- **Directive**
Print the data exactly, leaving nothing out.

-------- Supplied material

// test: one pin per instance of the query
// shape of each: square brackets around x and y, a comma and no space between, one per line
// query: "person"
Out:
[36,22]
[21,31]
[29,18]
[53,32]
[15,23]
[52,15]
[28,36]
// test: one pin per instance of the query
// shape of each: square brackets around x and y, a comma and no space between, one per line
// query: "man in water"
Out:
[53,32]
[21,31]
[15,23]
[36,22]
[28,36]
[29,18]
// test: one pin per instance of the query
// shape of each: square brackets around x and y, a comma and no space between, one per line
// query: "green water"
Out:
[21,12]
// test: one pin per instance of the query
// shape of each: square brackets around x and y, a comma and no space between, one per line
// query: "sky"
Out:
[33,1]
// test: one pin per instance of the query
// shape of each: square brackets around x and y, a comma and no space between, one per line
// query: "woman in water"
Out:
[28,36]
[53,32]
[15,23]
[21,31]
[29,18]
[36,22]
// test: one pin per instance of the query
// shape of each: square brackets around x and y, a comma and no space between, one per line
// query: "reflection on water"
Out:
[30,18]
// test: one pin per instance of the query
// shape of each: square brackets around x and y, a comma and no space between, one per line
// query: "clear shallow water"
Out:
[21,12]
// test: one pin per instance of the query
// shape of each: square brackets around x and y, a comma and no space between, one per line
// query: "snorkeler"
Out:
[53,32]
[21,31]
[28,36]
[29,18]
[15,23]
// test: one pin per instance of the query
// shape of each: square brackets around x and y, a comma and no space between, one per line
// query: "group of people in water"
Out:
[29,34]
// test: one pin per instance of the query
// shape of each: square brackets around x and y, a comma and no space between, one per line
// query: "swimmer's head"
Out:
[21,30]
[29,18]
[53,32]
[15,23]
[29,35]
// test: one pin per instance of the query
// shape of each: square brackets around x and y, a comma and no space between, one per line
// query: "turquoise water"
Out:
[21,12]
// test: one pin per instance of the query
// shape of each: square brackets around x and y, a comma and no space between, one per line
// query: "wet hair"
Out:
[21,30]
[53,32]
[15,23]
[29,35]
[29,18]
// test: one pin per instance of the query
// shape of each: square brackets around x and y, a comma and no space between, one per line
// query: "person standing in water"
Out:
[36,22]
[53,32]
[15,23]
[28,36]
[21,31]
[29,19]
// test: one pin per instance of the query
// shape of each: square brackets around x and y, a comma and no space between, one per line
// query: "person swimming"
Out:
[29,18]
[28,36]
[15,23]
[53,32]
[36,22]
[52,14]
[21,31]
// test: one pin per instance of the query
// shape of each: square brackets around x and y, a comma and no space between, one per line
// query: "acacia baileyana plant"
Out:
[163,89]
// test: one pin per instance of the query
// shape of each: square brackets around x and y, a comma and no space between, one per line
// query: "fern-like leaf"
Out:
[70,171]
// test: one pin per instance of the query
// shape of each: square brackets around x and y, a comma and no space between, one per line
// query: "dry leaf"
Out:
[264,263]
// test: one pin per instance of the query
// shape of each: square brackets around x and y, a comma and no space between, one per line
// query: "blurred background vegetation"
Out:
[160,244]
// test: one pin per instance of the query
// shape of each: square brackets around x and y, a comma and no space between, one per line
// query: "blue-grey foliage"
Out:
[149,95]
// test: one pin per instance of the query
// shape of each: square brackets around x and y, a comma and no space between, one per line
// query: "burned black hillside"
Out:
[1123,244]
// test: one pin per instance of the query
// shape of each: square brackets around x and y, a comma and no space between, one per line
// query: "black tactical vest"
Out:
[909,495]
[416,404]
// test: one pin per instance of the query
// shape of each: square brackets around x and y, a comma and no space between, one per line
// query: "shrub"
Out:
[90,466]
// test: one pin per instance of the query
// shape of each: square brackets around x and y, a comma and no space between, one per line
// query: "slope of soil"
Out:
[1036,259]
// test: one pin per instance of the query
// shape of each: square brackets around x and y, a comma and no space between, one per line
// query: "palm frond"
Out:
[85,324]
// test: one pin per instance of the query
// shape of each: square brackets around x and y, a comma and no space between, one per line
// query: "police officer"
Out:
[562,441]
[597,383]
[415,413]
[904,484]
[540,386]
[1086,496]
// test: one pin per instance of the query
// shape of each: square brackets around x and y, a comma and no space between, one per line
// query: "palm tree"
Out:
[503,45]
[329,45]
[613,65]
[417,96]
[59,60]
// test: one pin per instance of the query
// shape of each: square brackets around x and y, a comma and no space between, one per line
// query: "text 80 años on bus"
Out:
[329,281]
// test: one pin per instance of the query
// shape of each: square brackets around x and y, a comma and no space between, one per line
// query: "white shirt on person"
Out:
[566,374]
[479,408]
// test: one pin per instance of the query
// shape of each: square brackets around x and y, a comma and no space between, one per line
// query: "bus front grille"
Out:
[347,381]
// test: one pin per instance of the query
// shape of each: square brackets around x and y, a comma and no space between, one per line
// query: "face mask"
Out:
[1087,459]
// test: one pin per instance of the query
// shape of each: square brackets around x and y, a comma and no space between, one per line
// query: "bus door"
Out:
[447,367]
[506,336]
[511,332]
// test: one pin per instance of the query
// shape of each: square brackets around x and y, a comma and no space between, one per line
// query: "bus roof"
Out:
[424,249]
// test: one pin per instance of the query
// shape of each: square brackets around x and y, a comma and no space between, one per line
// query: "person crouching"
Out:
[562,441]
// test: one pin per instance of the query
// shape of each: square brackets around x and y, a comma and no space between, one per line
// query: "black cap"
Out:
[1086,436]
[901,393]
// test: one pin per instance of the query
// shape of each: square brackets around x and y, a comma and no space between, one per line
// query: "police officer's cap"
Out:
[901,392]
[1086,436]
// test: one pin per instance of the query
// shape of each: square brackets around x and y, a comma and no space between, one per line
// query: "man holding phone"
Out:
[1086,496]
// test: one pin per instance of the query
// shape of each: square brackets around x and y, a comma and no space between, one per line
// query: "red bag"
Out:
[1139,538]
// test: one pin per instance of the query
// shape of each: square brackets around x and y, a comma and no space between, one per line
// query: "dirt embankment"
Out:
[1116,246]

----------------

- **Task answer**
// test: one pin per instance of the query
// shape of each: square brackets around x and y, a comma and no space between, one per line
// query: "person"
Out:
[36,22]
[21,31]
[29,18]
[53,32]
[15,23]
[52,15]
[28,36]
// test: one pin per instance of the query
// shape of each: square brackets around x and y, a comma and no space between, one per line
// query: "man in water"
Out:
[53,32]
[21,31]
[15,23]
[36,22]
[28,36]
[29,18]
// test: one pin per instance of the query
// shape of each: square brackets around x and y, a comma and no space between, one per line
// query: "green water"
Out:
[21,12]
// test: one pin per instance of the query
// shape of each: square brackets around x and y, a comma and no space between, one per line
// query: "sky"
Out:
[33,1]
// test: one pin per instance of the query
// shape of each: square brackets around x and y, a comma and no space between, one per line
// query: "woman in water"
Out:
[28,36]
[53,32]
[15,23]
[21,31]
[29,18]
[36,22]
// test: one pin per instance of the query
// shape of each: square brackets around x and y, a comma and no space between, one per line
// query: "reflection on water"
Out:
[30,18]
// test: one pin per instance of the query
// shape of each: square brackets around x and y, a comma and no space between, one per line
// query: "clear shallow water"
Out:
[21,12]
// test: one pin per instance of the query
// shape of each: square brackets around x and y, a comma and no space between, one per line
// query: "snorkeler"
Out:
[53,32]
[21,31]
[28,36]
[29,18]
[15,23]
// test: one pin per instance of the query
// shape of each: square brackets around x and y, a comma and no space between, one per line
// query: "group of people in water"
Out:
[29,34]
// test: one pin per instance of the query
// shape of each: square brackets around x and y, a comma and no space between, one per line
// query: "swimmer's head"
Out:
[21,30]
[29,18]
[53,32]
[15,23]
[29,35]
// test: one pin per instance of the query
// shape of each: square brackets around x and y, a comma and no space between, one per line
// query: "turquoise water"
Out:
[21,12]
// test: one pin per instance of the query
// shape of each: square brackets around x and y, a comma and no space between, one per line
// query: "wet hair"
Out:
[21,30]
[53,32]
[15,23]
[29,35]
[29,18]
// test: one pin per instance of the query
// shape of each: square brackets around x and y, a comma and no space between, one per line
// query: "person standing in water"
Out:
[36,22]
[53,32]
[15,23]
[28,36]
[21,31]
[29,19]
// test: one pin per instance of the query
// shape of each: square brackets around x and y, a comma and no space between, one per line
// query: "person swimming"
Out:
[29,18]
[28,36]
[15,23]
[53,32]
[36,22]
[52,14]
[21,31]
// test: one pin per instance of the query
// shape of each: square brackets around x and y, a comma and no space between, one per line
// query: "acacia baileyana plant"
Out:
[163,89]
// test: one pin per instance of the query
// shape of each: square brackets around x and y, a comma and no space between, one per line
// query: "fern-like leaf"
Out:
[70,171]
// test: one pin per instance of the query
// shape of each: square brackets around x and y, a comma and no space between, one per line
// query: "dry leaf"
Out:
[264,263]
// test: one pin per instance of the query
// shape of each: square brackets around x and y, a comma and no space between, one per line
// query: "blurred background vegetation"
Out:
[160,244]
// test: one pin per instance of the query
// shape of each: square brackets around x and y, a comma and no space between, one per line
// query: "blue-grey foliage"
Out:
[149,95]
// test: one pin per instance of the query
// shape of each: square brackets around x and y, a comma and no space between, one per line
// query: "burned black hillside"
Out:
[1123,244]
// test: one pin per instance of the query
// shape of each: square brackets around x and y, a comma and no space between, one per line
// query: "black tactical vest"
Out:
[909,495]
[416,404]
// test: one pin per instance of the query
// shape of each: square brackets around x and y, a comma and no space between, one per line
// query: "shrub"
Out:
[90,466]
// test: one pin per instance of the query
// shape of each: square brackets around x and y, a comma and no space between, one per line
// query: "slope of soil"
Out:
[1036,259]
// test: one pin per instance of the query
// shape of each: square brackets around x and y, a comma and no space between, one per line
// query: "palm frond"
Out:
[85,324]
// test: one pin per instance of the query
// shape of each: square brackets around x and y, a comma and no space between, one per line
// query: "police officer"
Out:
[562,441]
[597,383]
[415,413]
[904,484]
[540,386]
[1086,496]
// test: one pin per instance of the query
// shape of each: square brackets around x and y, a comma and no space between, one per line
// query: "palm tree"
Out:
[503,45]
[329,45]
[613,65]
[417,96]
[59,60]
// test: one pin per instance of the query
// shape of each: square brackets around x and y, a comma and no space between, one per line
// query: "text 80 años on bus"
Out:
[329,281]
// test: one pin per instance of the query
// shape of each: square brackets around x and y, a comma and no space between, one per line
// query: "white shirt on person"
Out:
[566,374]
[479,408]
// test: one pin per instance of the query
// shape of each: square brackets around x and y, a comma and no space between, one per line
// query: "bus front grille"
Out:
[347,381]
// test: one pin per instance of the query
// shape of each: square brackets around x and y, a comma and no space between, one per line
// query: "face mask"
Out:
[1087,459]
// test: one pin per instance of the query
// shape of each: square brackets around x and y, a comma and no space between, one per line
// query: "bus door"
Out:
[447,367]
[506,336]
[511,332]
// test: one pin per instance of the query
// shape of each: square brackets around x and y, a comma and no space between, one per line
// query: "bus roof"
Out:
[424,249]
// test: one pin per instance of the query
// shape of each: square brackets around x and y, a comma and no space between, one per line
// query: "person crouching"
Out:
[562,441]
// test: one pin per instance of the query
// shape of each: square brackets around x and y, a comma and no space between, one per line
// query: "black cap"
Out:
[1086,436]
[901,393]
// test: one pin per instance of the query
// shape of each: square brackets around x and y, a comma and no space between, one per line
// query: "police officer's cap"
Out:
[901,392]
[1086,436]
// test: one pin per instance of the query
// shape of each: square brackets around x and y, a comma and no space between, one per line
// query: "man holding phone"
Out:
[1086,496]
// test: one pin per instance of the query
// shape of each: square brackets around x and y, a comma and no space between, one per line
// query: "red bag"
Out:
[1139,538]
// test: one pin per instance of the query
// shape of each: square brackets around x and y, a comma and no space between, one per line
// query: "dirt embankment"
Out:
[1116,246]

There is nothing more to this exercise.